■ What is being asked: Write each entry out again exactly as it was given.

[Saved data entries]
+ + +

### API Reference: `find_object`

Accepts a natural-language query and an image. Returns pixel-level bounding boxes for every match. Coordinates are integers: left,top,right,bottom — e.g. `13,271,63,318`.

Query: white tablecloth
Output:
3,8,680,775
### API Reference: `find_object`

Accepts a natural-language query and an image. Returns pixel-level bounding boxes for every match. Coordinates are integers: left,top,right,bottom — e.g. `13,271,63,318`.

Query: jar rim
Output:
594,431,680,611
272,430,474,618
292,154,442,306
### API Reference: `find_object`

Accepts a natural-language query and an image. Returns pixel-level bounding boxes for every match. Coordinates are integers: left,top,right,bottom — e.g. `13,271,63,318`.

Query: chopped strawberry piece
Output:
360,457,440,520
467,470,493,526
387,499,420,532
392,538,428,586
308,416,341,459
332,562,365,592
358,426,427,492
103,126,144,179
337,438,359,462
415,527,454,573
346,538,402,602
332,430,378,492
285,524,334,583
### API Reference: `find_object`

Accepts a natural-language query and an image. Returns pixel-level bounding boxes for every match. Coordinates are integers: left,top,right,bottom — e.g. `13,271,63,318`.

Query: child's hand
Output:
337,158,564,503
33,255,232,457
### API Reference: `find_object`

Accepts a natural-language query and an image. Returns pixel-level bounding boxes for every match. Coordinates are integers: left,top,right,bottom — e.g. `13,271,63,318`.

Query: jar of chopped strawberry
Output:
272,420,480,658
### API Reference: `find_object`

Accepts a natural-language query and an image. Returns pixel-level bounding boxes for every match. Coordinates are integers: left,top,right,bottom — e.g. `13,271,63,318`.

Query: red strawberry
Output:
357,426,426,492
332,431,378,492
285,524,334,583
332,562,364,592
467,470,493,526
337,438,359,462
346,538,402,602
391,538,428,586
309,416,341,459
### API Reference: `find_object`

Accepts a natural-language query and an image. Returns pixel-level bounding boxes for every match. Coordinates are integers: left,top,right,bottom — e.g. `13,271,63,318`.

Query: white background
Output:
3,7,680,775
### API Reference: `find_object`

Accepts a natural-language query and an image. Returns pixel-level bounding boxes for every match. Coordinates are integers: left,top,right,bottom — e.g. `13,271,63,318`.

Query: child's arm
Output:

+ + +

■ Task solution:
### API Reference: `find_object`

Accepts a natural-language query and an image. Returns pixel-level bounding boxes for every match. Coordinates are integers: left,top,right,bottom — e.g. `13,271,63,318`.

Query: white tablecloth
Output:
3,8,680,775
### API Reference: `find_object`

Accepts a natural-language query and an image. Returns pixel-level bounding boxes for every match. Coordinates are integers: left,top,right,bottom — e.g. `13,271,63,318`.

Query: jar rim
Output:
594,431,680,611
272,430,474,618
292,154,442,306
### API Reference: `find_object`

Accepts a natural-language query and an image. Returns pixel-level bounding boxes for every match. Coordinates are integers: left,top,right,bottom — e.g. `13,271,63,318`.

Query: chopped strawberry piece
Output:
360,457,440,520
467,470,493,526
387,499,420,532
392,538,428,586
308,416,341,459
332,562,365,592
358,426,427,492
103,126,144,179
337,438,359,462
415,527,454,573
346,538,402,602
332,430,378,492
285,524,334,583
### API Reference: `find_object`

Accepts a natural-language query and an image. Returns pixel-level bounding boxes for every match. Coordinates are integers: left,top,right,bottom — e.g. `13,271,63,318`.

Query: child's hand
Output:
337,158,564,503
33,255,232,457
### API Reference: `find_object`

Accepts a natural-language query and an image. Returns pixel-level bounding boxes for every match. Coordinates are integers: left,top,right,bottom — e.g. `13,271,63,318`.

Query: jar of chopped strawberry
Output:
272,420,480,658
### API Reference: `find_object`

Accepts a natural-language query and an image. Returns pixel-level bounding boxes for every match. Coordinates are integers: left,top,right,bottom — e.g. `13,271,63,318`.

Query: red strawberry
Output:
357,426,426,492
332,431,378,492
285,524,334,583
332,562,364,592
467,470,493,526
337,438,359,462
346,538,402,602
391,538,428,586
309,416,341,459
### API Reference: `find_object`

Accepts a natural-language query and an image. Returns pixel-level bounding boxes for every match. Coordinates are integers: left,top,right,bottom — e.g. `13,271,63,318`.

Query: white background
Output:
3,7,680,775
### API Reference: `find_object`

Accepts a natural-language query and an image. Returns pixel-level bounding boxes for every match. Coordinates are integers: left,top,right,bottom — e.g. `13,271,63,318`.

Query: child's arm
Output:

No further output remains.